Items from a labeling collection:
=====
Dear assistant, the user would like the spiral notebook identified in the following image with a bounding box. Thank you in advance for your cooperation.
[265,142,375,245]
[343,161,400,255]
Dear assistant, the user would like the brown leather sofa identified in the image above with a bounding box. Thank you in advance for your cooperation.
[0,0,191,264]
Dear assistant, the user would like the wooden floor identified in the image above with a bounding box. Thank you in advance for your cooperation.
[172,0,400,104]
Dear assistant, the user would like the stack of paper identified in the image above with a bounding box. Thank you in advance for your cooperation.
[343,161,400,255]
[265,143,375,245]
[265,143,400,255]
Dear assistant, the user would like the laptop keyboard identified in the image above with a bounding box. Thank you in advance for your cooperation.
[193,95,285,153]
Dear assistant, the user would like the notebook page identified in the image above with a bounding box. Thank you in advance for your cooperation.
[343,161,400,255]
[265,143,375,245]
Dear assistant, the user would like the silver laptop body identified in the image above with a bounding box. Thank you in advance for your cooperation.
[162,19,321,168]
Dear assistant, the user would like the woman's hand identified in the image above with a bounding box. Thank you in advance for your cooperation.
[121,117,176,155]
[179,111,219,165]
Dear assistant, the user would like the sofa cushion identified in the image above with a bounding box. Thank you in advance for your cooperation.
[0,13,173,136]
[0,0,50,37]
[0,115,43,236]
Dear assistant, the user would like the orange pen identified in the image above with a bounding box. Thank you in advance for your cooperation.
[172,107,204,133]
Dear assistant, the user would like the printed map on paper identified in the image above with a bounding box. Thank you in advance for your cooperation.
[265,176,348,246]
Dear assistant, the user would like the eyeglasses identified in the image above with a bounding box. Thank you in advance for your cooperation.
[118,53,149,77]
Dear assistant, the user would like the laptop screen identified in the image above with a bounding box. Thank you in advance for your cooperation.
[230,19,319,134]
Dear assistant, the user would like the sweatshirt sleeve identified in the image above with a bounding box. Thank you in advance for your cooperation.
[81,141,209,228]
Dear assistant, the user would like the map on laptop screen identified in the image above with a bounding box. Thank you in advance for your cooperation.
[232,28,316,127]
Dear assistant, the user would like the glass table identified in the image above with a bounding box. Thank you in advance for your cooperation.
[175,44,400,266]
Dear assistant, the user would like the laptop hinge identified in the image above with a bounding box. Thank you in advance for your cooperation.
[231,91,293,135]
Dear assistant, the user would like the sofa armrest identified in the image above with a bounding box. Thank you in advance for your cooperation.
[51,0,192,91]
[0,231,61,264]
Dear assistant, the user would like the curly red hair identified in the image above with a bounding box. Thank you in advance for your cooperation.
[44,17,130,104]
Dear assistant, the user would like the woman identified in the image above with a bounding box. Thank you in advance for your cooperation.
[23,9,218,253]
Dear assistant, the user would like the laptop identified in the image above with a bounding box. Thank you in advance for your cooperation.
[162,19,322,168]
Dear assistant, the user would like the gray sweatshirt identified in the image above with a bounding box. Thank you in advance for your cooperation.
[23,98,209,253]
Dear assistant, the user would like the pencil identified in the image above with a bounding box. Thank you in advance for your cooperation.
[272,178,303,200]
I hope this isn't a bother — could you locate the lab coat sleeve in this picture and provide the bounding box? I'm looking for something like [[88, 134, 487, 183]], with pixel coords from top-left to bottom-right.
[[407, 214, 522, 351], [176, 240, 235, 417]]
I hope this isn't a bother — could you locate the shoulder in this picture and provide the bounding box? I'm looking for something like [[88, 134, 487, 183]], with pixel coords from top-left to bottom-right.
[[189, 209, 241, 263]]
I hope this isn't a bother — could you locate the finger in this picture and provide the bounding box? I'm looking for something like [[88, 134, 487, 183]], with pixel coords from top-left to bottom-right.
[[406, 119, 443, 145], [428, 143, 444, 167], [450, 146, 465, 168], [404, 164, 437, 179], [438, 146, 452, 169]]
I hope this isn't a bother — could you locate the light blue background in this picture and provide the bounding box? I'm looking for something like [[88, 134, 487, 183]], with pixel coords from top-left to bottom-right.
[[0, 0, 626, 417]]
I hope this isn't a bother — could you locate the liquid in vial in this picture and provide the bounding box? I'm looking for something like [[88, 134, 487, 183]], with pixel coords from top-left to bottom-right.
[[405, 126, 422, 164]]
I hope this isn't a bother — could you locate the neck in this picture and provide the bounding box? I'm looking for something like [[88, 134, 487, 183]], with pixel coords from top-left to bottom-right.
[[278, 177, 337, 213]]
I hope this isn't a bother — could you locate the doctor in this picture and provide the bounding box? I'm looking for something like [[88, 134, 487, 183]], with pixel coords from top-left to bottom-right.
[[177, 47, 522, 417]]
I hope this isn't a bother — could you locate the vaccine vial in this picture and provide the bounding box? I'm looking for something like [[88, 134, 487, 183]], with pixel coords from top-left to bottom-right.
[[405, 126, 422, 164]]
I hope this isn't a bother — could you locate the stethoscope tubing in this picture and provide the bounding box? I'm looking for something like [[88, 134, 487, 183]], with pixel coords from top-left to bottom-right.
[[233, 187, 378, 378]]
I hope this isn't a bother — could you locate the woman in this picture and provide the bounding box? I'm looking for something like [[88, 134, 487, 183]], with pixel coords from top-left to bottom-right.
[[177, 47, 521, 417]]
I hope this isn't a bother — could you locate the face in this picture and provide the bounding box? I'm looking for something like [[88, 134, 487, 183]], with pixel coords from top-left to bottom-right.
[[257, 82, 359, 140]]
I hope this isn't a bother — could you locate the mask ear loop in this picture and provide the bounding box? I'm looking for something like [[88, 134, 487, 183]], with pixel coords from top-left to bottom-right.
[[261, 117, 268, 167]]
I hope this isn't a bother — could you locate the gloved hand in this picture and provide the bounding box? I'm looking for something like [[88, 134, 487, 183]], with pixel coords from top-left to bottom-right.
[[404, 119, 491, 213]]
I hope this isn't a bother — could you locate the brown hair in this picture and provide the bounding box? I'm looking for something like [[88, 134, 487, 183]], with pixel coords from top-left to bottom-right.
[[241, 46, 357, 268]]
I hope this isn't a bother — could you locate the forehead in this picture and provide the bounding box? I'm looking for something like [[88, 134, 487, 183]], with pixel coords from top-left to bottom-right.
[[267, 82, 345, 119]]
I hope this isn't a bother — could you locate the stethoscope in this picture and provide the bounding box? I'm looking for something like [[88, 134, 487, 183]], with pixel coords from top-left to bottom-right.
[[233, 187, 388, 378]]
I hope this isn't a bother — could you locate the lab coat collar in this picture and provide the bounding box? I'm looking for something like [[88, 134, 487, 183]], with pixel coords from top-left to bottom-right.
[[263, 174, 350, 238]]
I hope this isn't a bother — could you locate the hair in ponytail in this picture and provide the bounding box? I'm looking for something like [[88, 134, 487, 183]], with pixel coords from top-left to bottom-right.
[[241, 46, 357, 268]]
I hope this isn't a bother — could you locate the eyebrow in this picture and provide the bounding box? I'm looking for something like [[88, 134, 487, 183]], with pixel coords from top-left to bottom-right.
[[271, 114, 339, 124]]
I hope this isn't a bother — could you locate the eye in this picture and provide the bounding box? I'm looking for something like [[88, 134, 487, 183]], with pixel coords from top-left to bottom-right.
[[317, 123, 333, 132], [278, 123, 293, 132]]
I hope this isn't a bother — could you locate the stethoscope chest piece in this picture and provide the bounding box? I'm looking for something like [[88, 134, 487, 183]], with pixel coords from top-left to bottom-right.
=====
▶ [Set problem]: Set down every line of the material above word for word, with nothing changed.

▶ [Solution]:
Dear assistant, the user would like the spiral notebook identified in the following image with a bounding box. Thank you in advance for your cooperation.
[265,142,375,245]
[343,161,400,255]
Dear assistant, the user would like the brown leather sofa identified in the image above with a bounding box. Thank you in advance for your cooperation.
[0,0,191,264]
Dear assistant, the user would like the wooden floor identified in the image above with a bounding box. Thank you in advance for your cooperation.
[172,0,400,104]
Dear assistant, the user would like the stack of paper identified in the image above with a bounding box. Thank you in advance for your cooperation.
[343,161,400,255]
[265,143,375,245]
[265,143,400,255]
Dear assistant, the user would like the laptop keyboard identified in the image above with a bounding box. Thank you in advance for your cooperation.
[193,95,285,153]
Dear assistant, the user would like the notebook page identified in the image above with a bounding box. Thank you in advance for your cooperation.
[343,161,400,255]
[265,143,375,245]
Dear assistant, the user would like the silver laptop body identified in the image above with a bounding box. Thank you in advance for your cooperation.
[162,19,321,168]
Dear assistant, the user would like the woman's hand identified in the image above with a bounding box. Thank you in advance for your cooperation.
[121,117,176,155]
[179,111,219,165]
Dear assistant, the user would like the sofa cushion identified in the image above with a bounding box. Thank you in advance for your cooperation.
[0,13,173,136]
[0,0,50,37]
[0,115,43,236]
Dear assistant, the user would like the orange pen identified in the image above with a bounding box. Thank you in advance for your cooperation.
[172,107,204,133]
Dear assistant, the user would like the printed map on paper identified in the image above with a bounding box. Thank you in advance for your cooperation.
[265,176,348,246]
Dear assistant, the user would like the eyeglasses identified in the image above with a bounding box. Thank you in advance for your cooperation.
[118,53,149,77]
Dear assistant, the user would like the laptop screen identified in the image above with a bounding box. Thank you in advance for your cooperation.
[230,19,319,134]
Dear assistant, the user would like the sweatshirt sleeve identified in the image above with a bounding box. Thank you in advance for your cooperation.
[81,141,209,228]
Dear assistant, the user would like the map on laptop screen identified in the image above with a bounding box. Thank you in advance for your cooperation.
[232,28,316,127]
Dear assistant, the user would like the glass table identified in the image above with a bounding box. Thank you in advance for your cooperation.
[175,44,400,266]
Dear assistant, the user would like the laptop hinge identified in the image above with a bounding box. Thank you in advance for your cooperation.
[231,91,293,135]
Dear assistant, the user would like the sofa armrest identified in the image above with a bounding box. Thank you in advance for your cooperation.
[51,0,192,91]
[0,231,61,264]
Dear assistant, the user would like the curly red hair identified in the image above with a bounding box. Thank you in advance for your cooperation.
[44,17,130,104]
Dear assistant, the user would like the woman identified in the image above with a bounding box. Thank you in advance for your cooperation.
[23,9,218,253]
Dear assistant, the user would like the laptop identified in the image above with a bounding box. Thank you in advance for your cooperation.
[162,19,322,168]
Dear assistant, the user would like the gray sweatshirt identified in the image above with a bounding box. Thank you in advance for your cooperation.
[23,98,209,253]
Dear assistant, the user would like the pencil identified in the image above with a bounding box. Thank you in advance for your cooperation.
[272,178,303,200]
I hope this isn't a bother — could you locate the lab coat sleeve in this picture and provide the bounding box? I'm looking for something like [[88, 134, 487, 183]], with pixel coords from top-left to bottom-right.
[[407, 214, 522, 351], [176, 240, 235, 417]]
I hope this isn't a bother — could you locate the shoulder in this picture and provide the bounding box? I'm looking for something like [[88, 134, 487, 183]], with pixel coords from top-left to bottom-right.
[[189, 209, 241, 263]]
I hope this isn't a bother — could you locate the finger in this picture and provide the bounding box? I'm looking for something like [[88, 134, 487, 183]], with pixel coords from top-left to bottom-right.
[[406, 119, 443, 145], [428, 143, 444, 167], [450, 146, 465, 168], [404, 164, 437, 179], [438, 146, 452, 169]]
I hope this isn't a bother — could you locate the light blue background in this picture and provide the bounding box? I'm looking for something like [[88, 134, 487, 183]], with pixel coords from top-left to bottom-right.
[[0, 0, 626, 417]]
I hope this isn't a bother — could you locate the liquid in vial in this picture and provide the bounding box? I'm looking for something like [[88, 134, 487, 183]], with pixel coords from top-left to bottom-right.
[[405, 126, 422, 164]]
I hope this isn't a bother — could you locate the neck in this picture and provide the bounding box? I'm looking for something like [[88, 134, 487, 183]], with pixel coords from top-left to bottom-right.
[[278, 177, 337, 213]]
I hope this isn't a bother — could you locate the doctor in this picture and provide the bounding box? I'm looking for something like [[88, 134, 487, 183]], with pixel coords from top-left to bottom-right.
[[177, 47, 522, 417]]
I hope this isn't a bother — could you locate the vaccine vial in this picture and provide the bounding box? I'm looking for something like [[88, 134, 487, 183]], with pixel coords from top-left to bottom-right.
[[405, 126, 422, 164]]
I hope this isn't a bother — could you locate the stethoscope tubing in this picture and provide the bounding box? I'm looking for something like [[88, 134, 487, 183]], with pixel coords from top-left to bottom-right.
[[233, 187, 378, 378]]
I hope this isn't a bother — could you locate the woman in this picture and provide the bounding box? I'm looking for something like [[88, 134, 487, 183]], with pixel coords from top-left to bottom-right.
[[177, 47, 521, 417]]
I hope this isn't a bother — could you locate the face in this picture and provide the bounding box? I'm looking for something like [[88, 134, 487, 183]], with pixel coords from top-left to bottom-right.
[[257, 82, 359, 140]]
I hope this isn't a bother — could you locate the mask ear loop in this picture and provide the bounding box? I'm looking for something like [[88, 134, 487, 183]], with pixel coords from top-left to bottom-right.
[[261, 117, 268, 167]]
I hope this isn't a bother — could you locate the gloved hand in this picture and provide the bounding box? I'm looking for something like [[88, 134, 487, 183]], with pixel coords from top-left to bottom-right.
[[404, 119, 491, 213]]
I hope this isn't a bother — could you locate the brown hair in this picture and provide the bounding box? I'm looking for something like [[88, 134, 487, 183]], with pixel coords from top-left to bottom-right.
[[241, 46, 357, 268]]
I hope this isn't a bother — could you locate the forehead in this picture and provide the bounding box? I'm looking for something like [[88, 134, 487, 183]], with pixel coords from top-left to bottom-right.
[[267, 82, 345, 119]]
I hope this isn't a bother — could you locate the stethoscope in this picture and provide the bounding box? I'm looking for something like [[88, 134, 487, 183]], with pixel coords from top-left to bottom-right.
[[233, 187, 388, 378]]
I hope this isn't a bother — could you locate the lab coat collar in this picture and provide the bounding box? I'm looking for something like [[88, 134, 487, 183]], with pixel coords from top-left to bottom-right.
[[263, 174, 350, 238]]
I hope this isn't a bother — could you locate the hair in ponytail in this picture and provide the bounding box? I'm looking for something like [[88, 134, 487, 183]], with pixel coords from top-left to bottom-right.
[[241, 46, 357, 268]]
I hope this isn't a bother — could you locate the eyebrow in this picture and provide the bounding box? I'm looking for something like [[88, 134, 487, 183]], with pixel coords from top-left to bottom-right.
[[271, 114, 339, 124]]
I hope this isn't a bother — could you locate the eye in this picture and provide the bounding box? I'm looking for something like [[88, 134, 487, 183]], with pixel coords from top-left to bottom-right.
[[317, 123, 333, 132], [278, 123, 293, 132]]
I hope this isn't a bother — could you locate the stethoscope chest piece in this picture and provide the bounding box? I'm looking for something like [[88, 134, 487, 183]], with pixel coords from top-left to bottom-right.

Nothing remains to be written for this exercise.